## AUFGABE
In welchem Jahr wurde das Bündnis für Michendorf laut dem Auszug über die Michendorfer Kommunalpolitik gegründet?

## AUSZUG
##############################

Ebenfalls ein bekanntes Gesicht präsentiert das 2017 gegründete Bündnis für Michendorf (BfM) mit Spitzenkandidatin Claudia Nowka. Dass die ehemalige Kämmerin der Gemeinde nun selbst in die Kommunalpolitik geht, könnte bei vielen Michendorfern für Zustimmung sorgen. Nowka ist bekannt für ihre ruhige, sachliche Art. Sie kennt sich in der Gemeindepolitik gut aus, ist im Ort gut vernetzt. Nur folgerichtig ist, dass ihr Bündnis einen ausgeglichenen Haushalt fordert. Auf dem Programm steht auch ein Zuzugskonzept, das Bündnis will sich auch in die Investitionsplanung der Gewog einbringen und fordert eine Klimawerkstatt.

Das noch junge Bündnis war bisher mit seinen drei Stimmen oft Zünglein an der Waage. Meist eher zugunsten der CDU/FBL/UWG – aber durchaus kritisch. Mit ihren 16 zum Teil sehr bekannten Kandidaten kann es durchaus sein, dass sich die seit Jahren verfestigten Mehrheiten wieder auflockern.

##############################

## AUFGELISTETE DATENSÄTZE

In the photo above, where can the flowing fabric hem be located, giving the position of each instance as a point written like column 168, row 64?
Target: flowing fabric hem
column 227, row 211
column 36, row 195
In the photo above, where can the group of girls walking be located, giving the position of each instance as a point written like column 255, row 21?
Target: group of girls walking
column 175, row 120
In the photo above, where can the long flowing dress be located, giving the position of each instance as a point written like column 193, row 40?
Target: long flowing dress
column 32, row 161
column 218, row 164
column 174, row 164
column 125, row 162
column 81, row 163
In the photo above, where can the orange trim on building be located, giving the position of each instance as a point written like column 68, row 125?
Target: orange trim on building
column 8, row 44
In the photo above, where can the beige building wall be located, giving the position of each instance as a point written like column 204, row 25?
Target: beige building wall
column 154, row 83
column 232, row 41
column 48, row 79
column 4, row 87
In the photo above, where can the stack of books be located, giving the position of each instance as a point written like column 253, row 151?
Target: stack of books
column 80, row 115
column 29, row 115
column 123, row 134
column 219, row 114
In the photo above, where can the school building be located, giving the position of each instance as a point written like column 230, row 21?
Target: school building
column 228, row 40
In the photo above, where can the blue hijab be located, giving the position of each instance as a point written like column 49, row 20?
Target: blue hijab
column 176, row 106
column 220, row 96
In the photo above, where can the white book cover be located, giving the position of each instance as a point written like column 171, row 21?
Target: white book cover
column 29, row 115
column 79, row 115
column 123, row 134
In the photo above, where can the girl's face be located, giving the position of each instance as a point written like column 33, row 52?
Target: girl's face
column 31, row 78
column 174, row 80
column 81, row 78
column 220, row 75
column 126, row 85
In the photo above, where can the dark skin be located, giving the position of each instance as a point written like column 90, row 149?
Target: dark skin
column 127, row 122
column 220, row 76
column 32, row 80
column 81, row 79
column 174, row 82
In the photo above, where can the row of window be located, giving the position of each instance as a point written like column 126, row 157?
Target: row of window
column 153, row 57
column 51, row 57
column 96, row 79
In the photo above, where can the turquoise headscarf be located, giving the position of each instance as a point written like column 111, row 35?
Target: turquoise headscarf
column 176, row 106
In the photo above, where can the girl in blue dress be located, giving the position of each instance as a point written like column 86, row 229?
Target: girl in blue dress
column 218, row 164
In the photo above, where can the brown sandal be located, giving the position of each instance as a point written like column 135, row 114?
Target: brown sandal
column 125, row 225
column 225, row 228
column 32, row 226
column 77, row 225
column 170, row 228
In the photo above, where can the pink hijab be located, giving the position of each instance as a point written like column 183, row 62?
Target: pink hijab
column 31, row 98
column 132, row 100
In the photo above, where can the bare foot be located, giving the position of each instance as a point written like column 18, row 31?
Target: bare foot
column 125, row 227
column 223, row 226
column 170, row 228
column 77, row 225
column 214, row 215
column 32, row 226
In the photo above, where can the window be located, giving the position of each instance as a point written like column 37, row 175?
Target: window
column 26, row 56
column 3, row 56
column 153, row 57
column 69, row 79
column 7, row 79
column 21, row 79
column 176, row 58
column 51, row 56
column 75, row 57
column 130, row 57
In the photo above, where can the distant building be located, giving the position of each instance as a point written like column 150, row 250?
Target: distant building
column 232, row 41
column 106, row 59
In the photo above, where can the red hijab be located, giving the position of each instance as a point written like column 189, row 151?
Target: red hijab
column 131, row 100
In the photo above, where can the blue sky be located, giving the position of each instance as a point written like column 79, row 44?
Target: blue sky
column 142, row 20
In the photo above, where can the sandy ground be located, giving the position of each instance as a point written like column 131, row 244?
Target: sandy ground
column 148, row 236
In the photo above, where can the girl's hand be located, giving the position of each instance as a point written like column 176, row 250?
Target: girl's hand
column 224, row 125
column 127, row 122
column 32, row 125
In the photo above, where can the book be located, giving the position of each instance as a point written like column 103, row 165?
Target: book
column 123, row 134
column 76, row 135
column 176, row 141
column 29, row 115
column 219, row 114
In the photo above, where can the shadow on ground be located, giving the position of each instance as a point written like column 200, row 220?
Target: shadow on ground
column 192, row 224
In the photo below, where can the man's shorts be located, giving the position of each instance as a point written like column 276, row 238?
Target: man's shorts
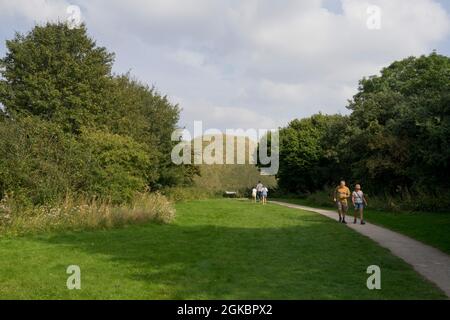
column 342, row 205
column 359, row 206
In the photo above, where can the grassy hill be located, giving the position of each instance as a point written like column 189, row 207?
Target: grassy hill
column 232, row 177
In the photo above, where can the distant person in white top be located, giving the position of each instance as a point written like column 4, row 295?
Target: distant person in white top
column 264, row 193
column 359, row 201
column 259, row 188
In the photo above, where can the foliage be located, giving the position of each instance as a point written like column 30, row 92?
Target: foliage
column 69, row 126
column 82, row 214
column 396, row 142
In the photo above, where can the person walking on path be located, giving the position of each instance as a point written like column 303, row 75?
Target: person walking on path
column 264, row 193
column 359, row 201
column 254, row 195
column 341, row 194
column 259, row 187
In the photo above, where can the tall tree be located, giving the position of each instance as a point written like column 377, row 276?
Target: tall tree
column 58, row 74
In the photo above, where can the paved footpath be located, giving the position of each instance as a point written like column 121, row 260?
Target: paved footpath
column 428, row 261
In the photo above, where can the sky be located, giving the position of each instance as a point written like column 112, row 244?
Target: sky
column 250, row 64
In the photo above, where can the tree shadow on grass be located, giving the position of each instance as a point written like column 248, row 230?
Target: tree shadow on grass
column 318, row 259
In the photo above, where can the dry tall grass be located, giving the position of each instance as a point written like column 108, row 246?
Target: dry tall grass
column 83, row 215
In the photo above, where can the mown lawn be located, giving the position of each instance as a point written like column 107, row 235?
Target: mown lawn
column 427, row 227
column 216, row 249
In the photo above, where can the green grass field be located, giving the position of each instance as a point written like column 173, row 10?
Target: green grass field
column 215, row 249
column 430, row 228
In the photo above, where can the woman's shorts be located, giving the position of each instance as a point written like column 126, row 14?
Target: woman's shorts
column 359, row 206
column 342, row 205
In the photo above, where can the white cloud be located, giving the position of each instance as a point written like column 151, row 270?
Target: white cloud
column 253, row 63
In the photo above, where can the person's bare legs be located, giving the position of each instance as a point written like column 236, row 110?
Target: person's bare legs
column 344, row 212
column 361, row 214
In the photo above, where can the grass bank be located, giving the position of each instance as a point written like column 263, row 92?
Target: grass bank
column 82, row 214
column 214, row 249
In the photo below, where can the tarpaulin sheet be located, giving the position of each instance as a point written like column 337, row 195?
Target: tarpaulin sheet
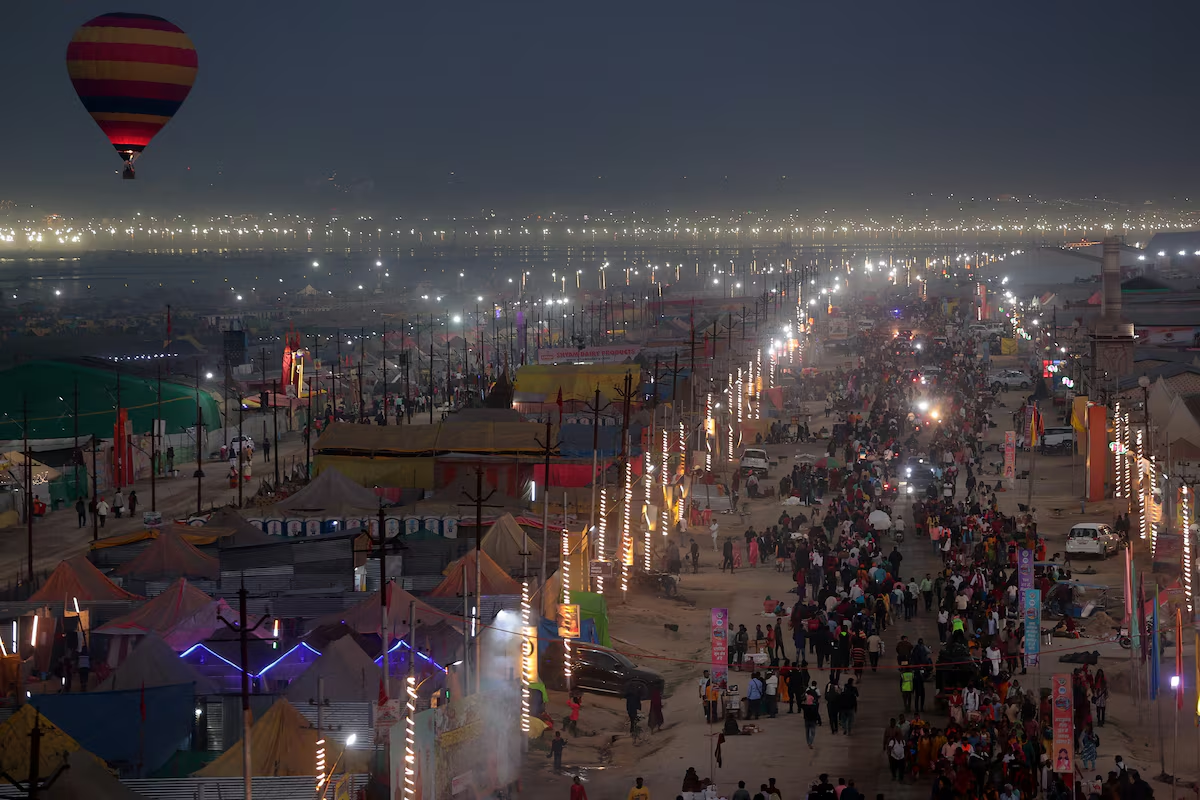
column 594, row 607
column 15, row 756
column 409, row 473
column 547, row 631
column 171, row 557
column 283, row 743
column 541, row 383
column 111, row 726
column 331, row 494
column 461, row 572
column 575, row 440
column 564, row 475
column 77, row 578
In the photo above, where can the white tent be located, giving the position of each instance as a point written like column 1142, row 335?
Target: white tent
column 154, row 663
column 505, row 541
column 351, row 675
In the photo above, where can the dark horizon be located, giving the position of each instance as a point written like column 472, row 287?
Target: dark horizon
column 460, row 110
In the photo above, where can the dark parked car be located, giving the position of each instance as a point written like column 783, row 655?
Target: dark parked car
column 598, row 669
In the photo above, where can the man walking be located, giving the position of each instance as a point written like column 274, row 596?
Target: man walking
column 906, row 681
column 811, row 708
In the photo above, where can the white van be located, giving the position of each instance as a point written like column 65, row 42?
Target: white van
column 1092, row 539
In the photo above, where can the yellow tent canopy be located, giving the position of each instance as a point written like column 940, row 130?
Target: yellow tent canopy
column 285, row 744
column 55, row 745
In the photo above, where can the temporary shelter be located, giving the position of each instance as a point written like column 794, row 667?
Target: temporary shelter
column 153, row 663
column 330, row 494
column 285, row 743
column 55, row 745
column 171, row 557
column 439, row 635
column 505, row 541
column 77, row 579
column 183, row 615
column 137, row 729
column 244, row 533
column 461, row 573
column 351, row 675
column 87, row 777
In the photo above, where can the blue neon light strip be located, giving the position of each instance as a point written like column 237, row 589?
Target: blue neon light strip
column 303, row 644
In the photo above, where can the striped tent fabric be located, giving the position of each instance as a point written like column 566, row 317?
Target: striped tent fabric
column 132, row 73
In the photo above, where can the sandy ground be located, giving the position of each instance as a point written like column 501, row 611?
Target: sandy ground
column 637, row 627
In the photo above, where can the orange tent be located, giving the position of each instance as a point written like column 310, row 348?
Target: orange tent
column 77, row 578
column 162, row 613
column 495, row 581
column 171, row 557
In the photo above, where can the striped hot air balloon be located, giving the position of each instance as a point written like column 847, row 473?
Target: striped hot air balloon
column 132, row 73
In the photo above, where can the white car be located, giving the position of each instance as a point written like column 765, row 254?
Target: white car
column 755, row 462
column 1009, row 379
column 1092, row 539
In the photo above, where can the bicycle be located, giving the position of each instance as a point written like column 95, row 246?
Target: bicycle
column 635, row 731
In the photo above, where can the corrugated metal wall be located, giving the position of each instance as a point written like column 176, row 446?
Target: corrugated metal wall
column 225, row 788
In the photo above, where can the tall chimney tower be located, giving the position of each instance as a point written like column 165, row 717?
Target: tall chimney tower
column 1113, row 337
column 1110, row 278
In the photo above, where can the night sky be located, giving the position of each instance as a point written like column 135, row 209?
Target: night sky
column 456, row 107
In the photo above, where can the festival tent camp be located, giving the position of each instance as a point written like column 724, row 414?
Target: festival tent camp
column 55, row 745
column 461, row 572
column 505, row 541
column 183, row 615
column 87, row 777
column 285, row 743
column 171, row 557
column 244, row 533
column 442, row 633
column 77, row 578
column 330, row 494
column 153, row 663
column 351, row 675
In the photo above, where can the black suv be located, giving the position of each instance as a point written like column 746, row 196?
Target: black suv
column 595, row 668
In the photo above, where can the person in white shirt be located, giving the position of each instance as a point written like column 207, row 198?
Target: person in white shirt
column 993, row 655
column 772, row 693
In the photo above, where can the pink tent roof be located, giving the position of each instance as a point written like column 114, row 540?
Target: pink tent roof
column 366, row 615
column 162, row 613
column 171, row 557
column 77, row 578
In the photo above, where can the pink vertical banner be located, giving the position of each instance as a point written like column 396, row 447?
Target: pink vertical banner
column 719, row 672
column 1063, row 725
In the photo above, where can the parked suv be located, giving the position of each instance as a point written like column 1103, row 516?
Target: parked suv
column 1009, row 379
column 1092, row 539
column 599, row 669
column 1060, row 438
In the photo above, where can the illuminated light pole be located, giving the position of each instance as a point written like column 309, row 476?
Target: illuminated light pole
column 601, row 529
column 1188, row 565
column 665, row 516
column 526, row 669
column 1141, row 489
column 708, row 432
column 729, row 397
column 627, row 540
column 564, row 579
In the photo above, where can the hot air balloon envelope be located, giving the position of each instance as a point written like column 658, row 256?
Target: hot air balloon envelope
column 132, row 73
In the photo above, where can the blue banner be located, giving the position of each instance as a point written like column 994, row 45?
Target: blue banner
column 1032, row 626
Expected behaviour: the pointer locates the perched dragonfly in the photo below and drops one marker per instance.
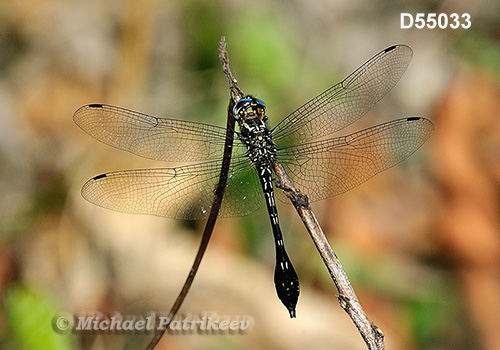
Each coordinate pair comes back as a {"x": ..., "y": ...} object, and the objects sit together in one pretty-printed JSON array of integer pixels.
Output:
[{"x": 319, "y": 169}]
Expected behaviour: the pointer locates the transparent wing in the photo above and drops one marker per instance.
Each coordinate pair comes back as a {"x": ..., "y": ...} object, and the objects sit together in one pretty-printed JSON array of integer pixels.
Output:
[
  {"x": 185, "y": 192},
  {"x": 347, "y": 101},
  {"x": 152, "y": 137},
  {"x": 327, "y": 168}
]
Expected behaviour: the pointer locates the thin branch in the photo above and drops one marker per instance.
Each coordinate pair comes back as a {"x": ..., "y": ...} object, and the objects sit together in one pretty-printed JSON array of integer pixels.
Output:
[
  {"x": 371, "y": 334},
  {"x": 236, "y": 92},
  {"x": 235, "y": 89}
]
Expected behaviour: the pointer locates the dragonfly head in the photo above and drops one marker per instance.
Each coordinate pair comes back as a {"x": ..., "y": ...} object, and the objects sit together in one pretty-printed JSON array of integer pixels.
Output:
[{"x": 248, "y": 108}]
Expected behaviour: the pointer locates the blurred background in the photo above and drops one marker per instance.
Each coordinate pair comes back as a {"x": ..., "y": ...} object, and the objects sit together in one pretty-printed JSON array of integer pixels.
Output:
[{"x": 420, "y": 242}]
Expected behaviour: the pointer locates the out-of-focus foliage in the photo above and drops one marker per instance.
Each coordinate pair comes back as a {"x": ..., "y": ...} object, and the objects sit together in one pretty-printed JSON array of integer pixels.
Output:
[{"x": 419, "y": 242}]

##############################

## LÖSUNG
Im Jahr 2017.